• [What you will do]:
Rewrite every line of the listing below with "field-scouting log" changed to "coastal survey log" and everything else kept the same. Leave the pictures out.

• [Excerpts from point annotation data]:
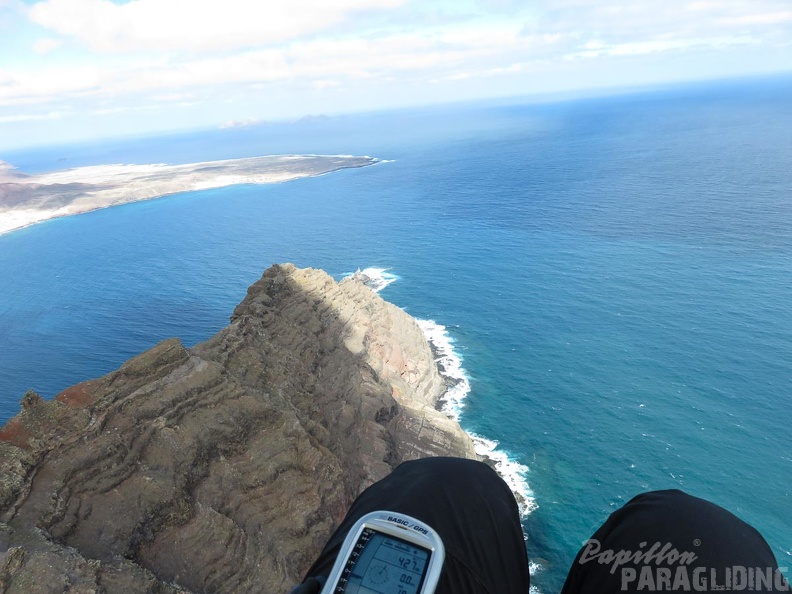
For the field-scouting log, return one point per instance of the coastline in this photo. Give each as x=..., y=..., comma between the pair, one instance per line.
x=451, y=402
x=26, y=199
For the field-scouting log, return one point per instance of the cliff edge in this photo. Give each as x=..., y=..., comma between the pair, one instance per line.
x=224, y=467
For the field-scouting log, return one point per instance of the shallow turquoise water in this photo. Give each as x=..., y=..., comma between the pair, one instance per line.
x=616, y=274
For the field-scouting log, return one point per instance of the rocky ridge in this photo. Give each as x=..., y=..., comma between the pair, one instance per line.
x=223, y=467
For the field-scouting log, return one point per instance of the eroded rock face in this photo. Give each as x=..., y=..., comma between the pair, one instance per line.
x=225, y=467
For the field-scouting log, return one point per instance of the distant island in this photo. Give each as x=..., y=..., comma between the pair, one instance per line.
x=26, y=199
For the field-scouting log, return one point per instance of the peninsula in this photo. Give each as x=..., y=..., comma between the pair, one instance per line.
x=26, y=199
x=223, y=467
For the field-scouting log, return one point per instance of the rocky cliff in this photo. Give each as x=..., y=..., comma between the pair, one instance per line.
x=224, y=467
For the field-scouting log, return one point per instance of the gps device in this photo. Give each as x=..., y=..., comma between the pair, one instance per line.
x=387, y=553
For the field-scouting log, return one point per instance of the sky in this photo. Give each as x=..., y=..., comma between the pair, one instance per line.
x=80, y=69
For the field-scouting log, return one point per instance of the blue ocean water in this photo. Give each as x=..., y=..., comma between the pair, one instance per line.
x=616, y=274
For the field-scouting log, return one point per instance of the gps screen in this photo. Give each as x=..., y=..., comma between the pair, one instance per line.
x=387, y=565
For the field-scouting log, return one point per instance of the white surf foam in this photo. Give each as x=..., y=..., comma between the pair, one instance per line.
x=452, y=403
x=375, y=279
x=450, y=365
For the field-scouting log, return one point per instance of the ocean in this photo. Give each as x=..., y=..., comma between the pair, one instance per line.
x=612, y=276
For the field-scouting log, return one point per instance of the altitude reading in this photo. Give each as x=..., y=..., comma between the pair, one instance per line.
x=385, y=565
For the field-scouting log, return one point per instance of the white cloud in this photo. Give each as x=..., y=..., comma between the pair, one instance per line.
x=46, y=45
x=27, y=117
x=237, y=124
x=176, y=25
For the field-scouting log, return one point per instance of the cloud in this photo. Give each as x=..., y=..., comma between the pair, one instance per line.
x=45, y=46
x=175, y=25
x=238, y=124
x=27, y=117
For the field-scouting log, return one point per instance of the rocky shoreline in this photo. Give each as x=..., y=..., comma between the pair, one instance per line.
x=27, y=199
x=224, y=467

• [The answer]:
For the coastal survey log, return one point per instance of the coastline in this photo. Give each as x=..., y=..., comma between the pair, one instance per line.
x=451, y=402
x=26, y=199
For the coastal survey log, return one point per instance of the cliff edge in this photo. Give each as x=..., y=..., comma between the pair, one instance per line.
x=224, y=467
For the coastal survey log, return one point per instance of the shallow turquoise water in this photo. Give each as x=..., y=..., comma between the pair, one instance per line.
x=616, y=274
For the coastal survey log, return one point per instance of the rocky ridge in this photo. Give each as x=..., y=..., comma between the pair, one instance per line.
x=223, y=467
For the coastal survey log, return one point per instance of the eroded rock face in this photo. Give each as x=..., y=..., comma between the pair, one instance per line.
x=225, y=467
For the coastal survey log, return one point per instance of the distant island in this photo. Give each as x=..., y=..., comma between the pair, one instance per line.
x=26, y=199
For the coastal survey log, return one point per instance of the peninsula in this photo. Give each as x=..., y=..., comma between the pair, one instance per line.
x=26, y=199
x=223, y=467
For the coastal survey log, return one point per instance of the rocky cliff in this photo. Give each as x=..., y=..., comma between the pair, one instance per line.
x=224, y=467
For the coastal survey log, return one point per instance of the gps device in this photo. Give each as x=..., y=..., comma between the pair, one instance per line.
x=387, y=553
For the coastal survey log, return one point per instance of the sky in this photo. Give each as x=..., y=..., comma between the pair, one instance per line.
x=80, y=69
For the coastal survey log, return one point per instance of the blue ocean water in this photo. Give each as x=..., y=..., comma between the pair, one instance per line.
x=616, y=274
For the coastal survey log, return one point per instance of the gps screen in this photo. Give each as x=..., y=..., comma between the pair, one instance per line.
x=387, y=565
For the coastal survey log, return one point per instance of the white surf foam in this photo. Give each as x=..., y=..., comma between the pair, one instance per line.
x=452, y=403
x=375, y=279
x=450, y=365
For the coastal survey log, return one point per instance of the ocean in this photo. Give each as x=..., y=..., comma between the pair, one instance per line.
x=612, y=276
For the coastal survey log, return one point per instance of the altitude reading in this photo. Give each as x=..., y=..., comma between the pair, one instance per line.
x=385, y=565
For the coastal survey log, return one point per instance of the white cloud in this photo. Give each as x=..., y=..., comma between the pair, one instance per line.
x=46, y=45
x=27, y=117
x=237, y=124
x=176, y=25
For the coastal survey log, return one point per instance of the cloud in this photo. Give each as x=..., y=..., comma between the pair, one instance per line.
x=45, y=46
x=175, y=25
x=238, y=124
x=27, y=117
For the coastal survey log, return one point per instance of the rocky shoreline in this photo. Give each as x=..., y=..., comma between the pair, one instance per line.
x=27, y=199
x=224, y=467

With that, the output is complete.